- Excerpted text -
— Begin —

This one's fairly long. But here are the highlights:
1) The Eagle found out that the "Alaska" wheat followed the same pattern: A person finds a plausible "miraculous" wheat that at first glance will produce a lot more, makes an amazing story about it, sends the story and a circular to newspapers, starts selling it to whomever believes it, until the Post Office or the USDA stop the fraud. EXACTLY THE SAME THING HAPPENED WITH MIRACLE WHEAT AND K.B. STONER. The Alaska wheat sold for $20 a bushel (20 times more than regular wheat), and THAT was a scandal. Even more so with Russell foolishly selling this fraudulent wheat at $60 a bushel. Everyone knew the huge implications of finding a wheat that produced a lot, including becoming very rich.
If the WT was "divinely guided", then why did the entire society fall prey to a con artist?
September 27, 1911
MIRACLE WHEAT HAS AN ALASKAN COUSIN
Brought $20 a Bushel Until Petulant
Government Got Out Fraud Stamp.
FARMER ADAMS' BONANZA.
30,000,000 Acres Still Waiting for
Marvelous Seed Found by Mysterious Stranger.
Eagle Bureau, 608 Fourteenth Street.
Washington, September 26—This is the sad
story of a little grain of wheat. No, that's wrong. Not a little grain—a
whopping big grain—a whole head of whopping big grains. To quote Holmes' Dr.
Watson, it was “simply marvellous." [sic] Not as marvelous, perhaps, as
Pastor Russell's Miracle wheat, because that sells for $60 a bushel, whereas
the wheat of this tale brought only $20, and was, therefore, only one-third as
marvelous. But it was wheat with a big W; wheat that was going to revolutionize
husbandry, make a multi-millionaire out of the humble farmer and fill the grain
elevators of the world until they groaned in agony and finally burst scattering
their golden bounty to the four winds and feeding the wide, wide world forever
and ever. All these benevolent things might it have done had not the United
States Government, in a moment of petulance, stamped “Fraud” in big letter all
over the rosy dawn of a new agricultural era and turned a Utopian future into a
pathetic past.
This was “Alaska Wheat” – near relative of
the “Seven Headed Wonder,” “Egyptian Mummy” and other wheats of high degree,
which perform all kinds of feats except when the experts of the Agricultural
Department come to watch, in which case they seem to become victims of stage
fright and are unable to give any better account of themselves than the plain
farm varieties that go into our daily bread. Alaska wheat had fine prospects
until the government stepped in. Its discoverer and promoter is said to have
reaped several thousand dollars from it, at the rate of $20 per bushel. His
tale had a pleasing beginning in mystery. His head of wheat came to him out of
the great and little known Northland, where everything is big – the nuggets of
gold, the beds of coal, the trees of the forests, the Kodiak bears and the
mountain that was not climbed by “Doc” Cook.
Mysterious Stranger Gives Marvelous Wheat
to Farmer Adams of Idaho.

— End —

- Written exercise 1 -
Update the part of the Alaska wheat article that opens with the words containing "Washington, September 26—This" and closes with "quote Holmes' Dr.", replacing "sad" with "strange".
- Written exercise 2 -
Go on with the newspaper article about Alaska wheat from the point where it stops.
These records have no connection to the article about Alaska wheat.

[Records of labeled points]
— Begin —

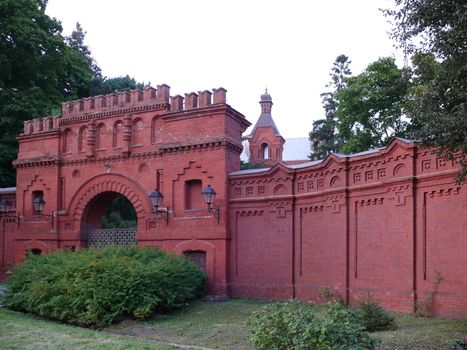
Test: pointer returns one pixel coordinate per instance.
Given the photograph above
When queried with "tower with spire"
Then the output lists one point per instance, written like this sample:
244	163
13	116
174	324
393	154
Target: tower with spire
265	141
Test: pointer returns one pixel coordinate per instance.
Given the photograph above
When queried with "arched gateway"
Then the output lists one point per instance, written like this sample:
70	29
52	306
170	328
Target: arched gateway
130	144
389	220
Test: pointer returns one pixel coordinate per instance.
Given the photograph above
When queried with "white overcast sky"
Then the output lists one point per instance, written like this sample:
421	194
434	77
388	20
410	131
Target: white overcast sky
242	45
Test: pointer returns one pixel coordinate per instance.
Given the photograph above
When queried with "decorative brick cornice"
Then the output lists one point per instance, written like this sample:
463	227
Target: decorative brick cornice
214	143
37	161
113	113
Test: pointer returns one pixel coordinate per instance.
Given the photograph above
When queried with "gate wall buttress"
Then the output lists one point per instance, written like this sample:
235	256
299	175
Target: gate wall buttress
131	143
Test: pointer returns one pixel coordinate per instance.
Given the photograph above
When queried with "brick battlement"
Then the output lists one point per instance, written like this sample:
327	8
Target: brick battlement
130	100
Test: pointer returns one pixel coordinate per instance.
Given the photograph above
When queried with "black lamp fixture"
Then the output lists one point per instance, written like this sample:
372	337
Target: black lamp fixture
38	204
5	207
156	198
209	195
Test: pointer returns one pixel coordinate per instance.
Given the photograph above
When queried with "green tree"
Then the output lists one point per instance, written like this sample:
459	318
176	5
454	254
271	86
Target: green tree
125	83
439	104
324	136
37	72
371	108
94	82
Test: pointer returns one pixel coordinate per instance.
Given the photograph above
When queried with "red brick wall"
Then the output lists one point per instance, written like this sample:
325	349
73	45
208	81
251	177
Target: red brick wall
388	223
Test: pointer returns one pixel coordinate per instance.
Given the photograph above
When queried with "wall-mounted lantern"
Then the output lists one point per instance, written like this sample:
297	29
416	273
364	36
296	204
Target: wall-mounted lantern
156	198
38	204
5	207
209	195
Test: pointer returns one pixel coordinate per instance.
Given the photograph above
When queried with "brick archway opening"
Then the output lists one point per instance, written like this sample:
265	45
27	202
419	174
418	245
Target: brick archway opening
102	227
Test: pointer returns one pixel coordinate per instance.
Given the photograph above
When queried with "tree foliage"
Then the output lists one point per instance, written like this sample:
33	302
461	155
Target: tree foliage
371	108
436	33
324	136
39	69
96	287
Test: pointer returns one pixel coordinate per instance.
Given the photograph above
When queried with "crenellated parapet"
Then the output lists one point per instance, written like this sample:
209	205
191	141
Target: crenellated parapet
127	102
41	125
105	103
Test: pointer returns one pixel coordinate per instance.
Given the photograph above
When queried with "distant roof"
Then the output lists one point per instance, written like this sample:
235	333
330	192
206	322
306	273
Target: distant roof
312	163
265	120
297	148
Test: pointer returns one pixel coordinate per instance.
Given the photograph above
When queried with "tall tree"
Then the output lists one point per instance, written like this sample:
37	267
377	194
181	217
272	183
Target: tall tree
371	108
439	105
37	71
125	83
324	136
94	79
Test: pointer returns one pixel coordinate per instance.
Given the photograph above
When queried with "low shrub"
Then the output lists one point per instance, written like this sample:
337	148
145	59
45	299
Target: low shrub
295	325
95	287
374	317
460	344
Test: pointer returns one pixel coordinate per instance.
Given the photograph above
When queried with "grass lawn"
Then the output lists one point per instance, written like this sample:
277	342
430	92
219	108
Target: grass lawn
222	326
215	325
19	331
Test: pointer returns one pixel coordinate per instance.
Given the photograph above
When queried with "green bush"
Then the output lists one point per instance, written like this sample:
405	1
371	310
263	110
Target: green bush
374	317
95	287
294	326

— End —

- Output 1 -
Washington, September 26—This is the strange
story of a little grain of wheat. No, that's wrong. Not a little grain—a
whopping big grain—a whole head of whopping big grains. To quote Holmes' Dr.

- Output 2 -
Abram Adams, farmer, of Julietta. Ida., is
the hero. Farmer Adams had been raising wheat off and on for years down home,
but when he met a mysterious stranger while returning from a trip to British Columbia,
and when that stranger handed him a single head of wheat, his eyes grew big
with wonder and admiration. “I just picked it up in Alaska,” said the stranger.
The year was 1904, a memorable one for Farmer Adams, for he carefully carried
that head of wheat back to Idaho, put it in the earth in the fall of the year
and then paced up and down restlessly until the springtime should read the
riddle for him.
The history of that mysterious head of what is told in the records of the
Postoffice [sic] Department, in that particularbureau [sic] which Is devoted to
detecting fraudulent users of the mails. In the year 1908 articles began to
appear in newspapers here and there, and that in at least one widely circulated
weekly from the pen of Oscar F. Day, concerning a "marvelous" wheat
discovered by Farmer Adams. Two hundred and twenty-two and a half bushels to
the acre was its record! Agricultural folks who read these articles wrote by
next mail to Farmer Adams, asking how about it. In return they received printed
circulars, with halftone engravings and big type and the word
"Alaska," with an exclamation point after it, and the information
that a limited supply of this prodigy of nature could be obtained from the
Adams-Hobe Seed Grain Company, price $20 per bushel. It was the “cereal marvel
of the world," to quote from this Idaho farmer's literature. According to
his tale he had devoted a lot of time to perfecting this wheat. Afterward he
admitted to the Government that he had not, but had simply planted the single
head received from the mysterious stranger in British Columbia.
53,000 Pounds of Wheat at $20 a Bushel.
Now, what happened to that head of wheat
was this, according to the circular: It harvested seven pounds in 1905. Farmer
Adams treasured that seven pounds until the spring of 1906. Then back to the
soil it went. Presto! In the fall of 1908 he reaped 1,545 pounds. Step up,
gentlemen! This is the marvel of the age. Only a few left, etc., etc.! Into the
earth (always according to the circular, went that 1.545 pounds of cereal
marvel, so that the year 1907 yielded 53,000 pounds. Not quite such a good
record, gentlemen, we admit. But think of the hailstorms we had. Besides,
53,000 pounds at $20 a bushel was a pretty good little nucleus for a mail-order
business.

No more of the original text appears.